## [데이터셋 항목]
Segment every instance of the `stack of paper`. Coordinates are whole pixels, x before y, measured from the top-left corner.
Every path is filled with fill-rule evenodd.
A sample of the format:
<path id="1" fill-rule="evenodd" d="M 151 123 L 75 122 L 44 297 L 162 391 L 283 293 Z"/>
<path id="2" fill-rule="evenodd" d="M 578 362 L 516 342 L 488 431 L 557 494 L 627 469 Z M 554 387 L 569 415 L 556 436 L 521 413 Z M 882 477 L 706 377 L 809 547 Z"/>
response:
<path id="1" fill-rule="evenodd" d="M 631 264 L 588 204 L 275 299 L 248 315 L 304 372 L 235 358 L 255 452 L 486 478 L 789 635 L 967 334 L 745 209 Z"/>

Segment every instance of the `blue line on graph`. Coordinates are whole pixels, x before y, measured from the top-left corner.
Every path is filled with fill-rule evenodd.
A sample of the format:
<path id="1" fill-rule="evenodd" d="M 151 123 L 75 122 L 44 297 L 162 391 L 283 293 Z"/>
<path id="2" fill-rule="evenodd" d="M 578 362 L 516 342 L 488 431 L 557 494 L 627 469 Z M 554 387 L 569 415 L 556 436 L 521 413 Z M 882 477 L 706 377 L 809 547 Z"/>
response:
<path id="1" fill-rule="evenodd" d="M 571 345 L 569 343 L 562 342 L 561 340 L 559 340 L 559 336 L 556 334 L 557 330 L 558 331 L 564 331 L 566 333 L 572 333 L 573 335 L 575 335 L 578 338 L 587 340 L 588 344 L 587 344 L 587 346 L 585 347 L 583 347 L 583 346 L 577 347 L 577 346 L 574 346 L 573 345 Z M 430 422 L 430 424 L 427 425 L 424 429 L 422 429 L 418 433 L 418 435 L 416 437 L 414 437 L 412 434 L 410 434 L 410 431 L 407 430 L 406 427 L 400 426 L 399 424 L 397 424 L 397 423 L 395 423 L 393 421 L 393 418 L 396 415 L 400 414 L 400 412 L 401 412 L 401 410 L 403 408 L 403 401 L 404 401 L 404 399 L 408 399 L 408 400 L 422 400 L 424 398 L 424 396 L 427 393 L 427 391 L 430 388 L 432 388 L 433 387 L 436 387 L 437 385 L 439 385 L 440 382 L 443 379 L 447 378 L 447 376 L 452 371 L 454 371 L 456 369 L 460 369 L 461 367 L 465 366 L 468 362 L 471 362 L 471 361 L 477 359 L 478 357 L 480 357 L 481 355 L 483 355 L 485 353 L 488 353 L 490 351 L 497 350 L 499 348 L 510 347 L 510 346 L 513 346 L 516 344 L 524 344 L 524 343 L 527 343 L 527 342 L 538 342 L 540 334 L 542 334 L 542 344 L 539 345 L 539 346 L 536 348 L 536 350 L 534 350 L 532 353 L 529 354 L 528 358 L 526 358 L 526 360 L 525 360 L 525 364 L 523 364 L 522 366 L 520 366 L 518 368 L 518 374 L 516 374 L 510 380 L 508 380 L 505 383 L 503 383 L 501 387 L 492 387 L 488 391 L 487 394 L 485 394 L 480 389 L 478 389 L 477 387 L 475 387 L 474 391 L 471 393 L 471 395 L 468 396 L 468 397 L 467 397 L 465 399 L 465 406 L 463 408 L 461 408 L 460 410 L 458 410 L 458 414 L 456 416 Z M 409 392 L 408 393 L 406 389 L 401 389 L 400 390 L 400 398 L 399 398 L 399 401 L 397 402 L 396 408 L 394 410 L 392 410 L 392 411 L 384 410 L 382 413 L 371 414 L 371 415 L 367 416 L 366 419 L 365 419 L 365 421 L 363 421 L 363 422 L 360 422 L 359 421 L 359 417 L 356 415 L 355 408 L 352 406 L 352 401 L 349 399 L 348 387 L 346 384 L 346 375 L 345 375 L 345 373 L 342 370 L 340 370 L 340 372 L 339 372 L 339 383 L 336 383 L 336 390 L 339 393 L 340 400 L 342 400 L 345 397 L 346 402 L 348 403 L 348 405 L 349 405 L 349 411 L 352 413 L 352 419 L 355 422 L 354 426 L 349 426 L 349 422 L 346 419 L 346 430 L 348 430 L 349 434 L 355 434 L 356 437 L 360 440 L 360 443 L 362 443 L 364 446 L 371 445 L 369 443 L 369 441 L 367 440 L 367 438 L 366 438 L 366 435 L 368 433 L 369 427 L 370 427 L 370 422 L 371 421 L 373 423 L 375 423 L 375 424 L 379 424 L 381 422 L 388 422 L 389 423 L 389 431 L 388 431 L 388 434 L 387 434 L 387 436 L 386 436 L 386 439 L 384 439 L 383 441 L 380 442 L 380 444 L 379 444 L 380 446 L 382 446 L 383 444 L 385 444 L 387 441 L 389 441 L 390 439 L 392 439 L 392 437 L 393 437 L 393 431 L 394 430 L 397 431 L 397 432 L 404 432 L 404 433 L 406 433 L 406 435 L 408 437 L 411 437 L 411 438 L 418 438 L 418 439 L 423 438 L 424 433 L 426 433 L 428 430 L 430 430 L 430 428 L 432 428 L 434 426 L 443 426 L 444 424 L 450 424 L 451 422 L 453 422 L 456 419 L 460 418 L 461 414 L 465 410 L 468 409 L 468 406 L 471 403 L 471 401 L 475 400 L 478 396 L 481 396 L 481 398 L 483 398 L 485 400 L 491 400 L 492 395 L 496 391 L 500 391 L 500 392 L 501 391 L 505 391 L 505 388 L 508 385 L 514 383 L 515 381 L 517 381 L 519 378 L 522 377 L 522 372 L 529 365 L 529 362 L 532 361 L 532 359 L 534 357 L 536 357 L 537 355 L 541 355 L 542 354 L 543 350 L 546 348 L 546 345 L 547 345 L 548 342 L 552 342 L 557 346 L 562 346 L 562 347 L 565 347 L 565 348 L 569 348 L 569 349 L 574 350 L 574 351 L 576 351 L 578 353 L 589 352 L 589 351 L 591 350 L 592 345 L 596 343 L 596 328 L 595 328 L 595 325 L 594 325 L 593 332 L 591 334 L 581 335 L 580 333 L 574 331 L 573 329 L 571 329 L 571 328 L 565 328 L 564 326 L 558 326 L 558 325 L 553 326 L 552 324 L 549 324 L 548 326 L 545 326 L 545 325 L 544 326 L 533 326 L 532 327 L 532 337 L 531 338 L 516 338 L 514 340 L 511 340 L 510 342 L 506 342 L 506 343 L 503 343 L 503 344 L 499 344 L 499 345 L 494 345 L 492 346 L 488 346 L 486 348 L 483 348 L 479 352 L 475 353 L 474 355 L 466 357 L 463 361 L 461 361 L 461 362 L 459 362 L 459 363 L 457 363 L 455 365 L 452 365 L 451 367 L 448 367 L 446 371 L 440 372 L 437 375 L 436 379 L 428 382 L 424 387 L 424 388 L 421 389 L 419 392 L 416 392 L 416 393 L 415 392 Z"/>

## [출제 과제]
위에 있는 모든 행을 한 글자도 바꾸지 말고 그대로 출력하십시오.

## [정답]
Segment every instance of the `stack of paper`. Coordinates are whole pixels, x before y, measured from the top-left corner.
Every path is filled with fill-rule evenodd.
A sample of the format:
<path id="1" fill-rule="evenodd" d="M 151 123 L 75 122 L 44 297 L 162 391 L 283 293 Z"/>
<path id="2" fill-rule="evenodd" d="M 578 362 L 516 342 L 488 431 L 557 494 L 627 469 Z M 554 387 L 569 415 L 556 436 L 521 413 Z M 882 477 L 706 377 L 809 547 Z"/>
response:
<path id="1" fill-rule="evenodd" d="M 631 264 L 588 204 L 275 299 L 248 315 L 304 372 L 235 358 L 255 452 L 486 478 L 789 635 L 967 334 L 745 209 Z"/>

Segment every instance of the `blue line on graph`. Coordinates are whole pixels, x before y, measured from the top-left corner.
Every path is filled with fill-rule evenodd.
A sample of the format:
<path id="1" fill-rule="evenodd" d="M 151 123 L 75 122 L 44 297 L 162 391 L 283 293 Z"/>
<path id="2" fill-rule="evenodd" d="M 578 362 L 516 342 L 488 431 L 557 494 L 627 469 Z M 554 387 L 569 415 L 556 436 L 521 413 Z M 882 477 L 706 377 L 809 547 Z"/>
response:
<path id="1" fill-rule="evenodd" d="M 571 345 L 569 343 L 562 342 L 561 340 L 559 340 L 559 336 L 556 334 L 557 330 L 558 331 L 564 331 L 566 333 L 572 333 L 573 335 L 575 335 L 578 338 L 587 340 L 588 344 L 587 344 L 587 346 L 585 347 L 583 347 L 583 346 L 577 347 L 577 346 L 574 346 L 573 345 Z M 430 422 L 430 424 L 427 425 L 424 429 L 422 429 L 418 433 L 418 435 L 416 437 L 414 437 L 412 434 L 410 434 L 410 431 L 407 430 L 406 427 L 400 426 L 399 424 L 397 424 L 397 423 L 395 423 L 393 421 L 393 418 L 396 415 L 400 414 L 400 412 L 401 412 L 401 410 L 403 408 L 403 401 L 404 401 L 404 399 L 408 399 L 408 400 L 422 400 L 424 398 L 424 396 L 427 393 L 427 391 L 430 388 L 432 388 L 433 387 L 436 387 L 437 385 L 439 385 L 440 382 L 443 379 L 447 378 L 447 376 L 452 371 L 454 371 L 456 369 L 460 369 L 461 367 L 465 366 L 468 362 L 471 362 L 471 361 L 477 359 L 478 357 L 480 357 L 481 355 L 483 355 L 485 353 L 488 353 L 490 351 L 497 350 L 499 348 L 510 347 L 510 346 L 513 346 L 516 344 L 524 344 L 524 343 L 527 343 L 527 342 L 538 342 L 540 334 L 542 334 L 542 344 L 539 345 L 539 346 L 536 348 L 536 350 L 534 350 L 532 353 L 529 354 L 528 358 L 526 358 L 526 360 L 525 360 L 525 364 L 523 364 L 522 366 L 520 366 L 518 368 L 518 374 L 516 374 L 510 380 L 508 380 L 505 383 L 503 383 L 501 387 L 492 387 L 488 391 L 487 394 L 485 394 L 480 389 L 478 389 L 477 387 L 475 387 L 474 391 L 471 393 L 471 395 L 468 396 L 468 397 L 467 397 L 465 399 L 465 406 L 463 408 L 461 408 L 460 410 L 458 410 L 458 414 L 456 416 Z M 409 392 L 408 393 L 406 389 L 401 389 L 400 390 L 400 398 L 399 398 L 399 401 L 397 402 L 396 408 L 394 410 L 392 410 L 392 411 L 384 410 L 382 413 L 371 414 L 371 415 L 367 416 L 366 419 L 365 419 L 365 421 L 363 421 L 363 422 L 360 422 L 359 421 L 359 417 L 356 415 L 355 408 L 352 406 L 352 401 L 349 399 L 348 387 L 346 384 L 346 375 L 345 375 L 345 373 L 342 370 L 340 370 L 340 372 L 339 372 L 339 383 L 336 383 L 336 390 L 339 393 L 340 400 L 342 400 L 345 397 L 346 402 L 348 403 L 348 405 L 349 405 L 349 411 L 352 413 L 352 419 L 355 422 L 354 426 L 349 426 L 349 422 L 346 419 L 346 430 L 348 430 L 349 434 L 355 434 L 356 437 L 360 440 L 360 443 L 362 443 L 364 446 L 371 445 L 369 443 L 369 441 L 367 440 L 367 438 L 366 438 L 366 435 L 368 433 L 369 427 L 370 427 L 370 422 L 371 421 L 373 423 L 375 423 L 375 424 L 379 424 L 381 422 L 388 422 L 389 423 L 389 431 L 388 431 L 388 434 L 387 434 L 387 436 L 386 436 L 386 439 L 384 439 L 383 441 L 380 442 L 380 444 L 379 444 L 380 446 L 382 446 L 383 444 L 385 444 L 387 441 L 389 441 L 390 439 L 392 439 L 392 437 L 393 437 L 393 431 L 394 430 L 397 431 L 397 432 L 404 432 L 404 433 L 406 433 L 406 435 L 408 437 L 411 437 L 411 438 L 418 438 L 418 439 L 423 438 L 424 433 L 426 433 L 428 430 L 430 430 L 430 428 L 432 428 L 434 426 L 443 426 L 444 424 L 450 424 L 451 422 L 453 422 L 456 419 L 460 418 L 461 414 L 465 410 L 468 409 L 468 406 L 471 403 L 471 401 L 475 400 L 478 396 L 481 396 L 481 398 L 483 398 L 485 400 L 491 400 L 492 395 L 496 391 L 500 391 L 500 392 L 501 391 L 505 391 L 505 388 L 508 385 L 514 383 L 515 381 L 517 381 L 519 378 L 522 377 L 522 372 L 529 365 L 529 362 L 532 361 L 532 359 L 534 357 L 536 357 L 537 355 L 541 355 L 542 354 L 543 350 L 546 348 L 546 345 L 547 345 L 548 342 L 552 342 L 557 346 L 562 346 L 562 347 L 565 347 L 565 348 L 569 348 L 569 349 L 574 350 L 574 351 L 576 351 L 578 353 L 589 352 L 589 351 L 591 350 L 592 345 L 596 343 L 596 328 L 595 328 L 595 325 L 594 325 L 593 332 L 591 334 L 581 335 L 580 333 L 574 331 L 573 329 L 571 329 L 571 328 L 565 328 L 564 326 L 558 326 L 558 325 L 553 326 L 552 324 L 549 324 L 548 326 L 545 326 L 545 325 L 544 326 L 533 326 L 532 327 L 532 337 L 531 338 L 516 338 L 514 340 L 511 340 L 510 342 L 506 342 L 506 343 L 503 343 L 503 344 L 499 344 L 499 345 L 494 345 L 492 346 L 488 346 L 486 348 L 483 348 L 479 352 L 475 353 L 474 355 L 466 357 L 463 361 L 461 361 L 461 362 L 459 362 L 459 363 L 457 363 L 455 365 L 452 365 L 451 367 L 448 367 L 446 371 L 440 372 L 437 375 L 436 379 L 428 382 L 424 387 L 424 388 L 421 389 L 419 392 L 416 392 L 416 393 L 415 392 Z"/>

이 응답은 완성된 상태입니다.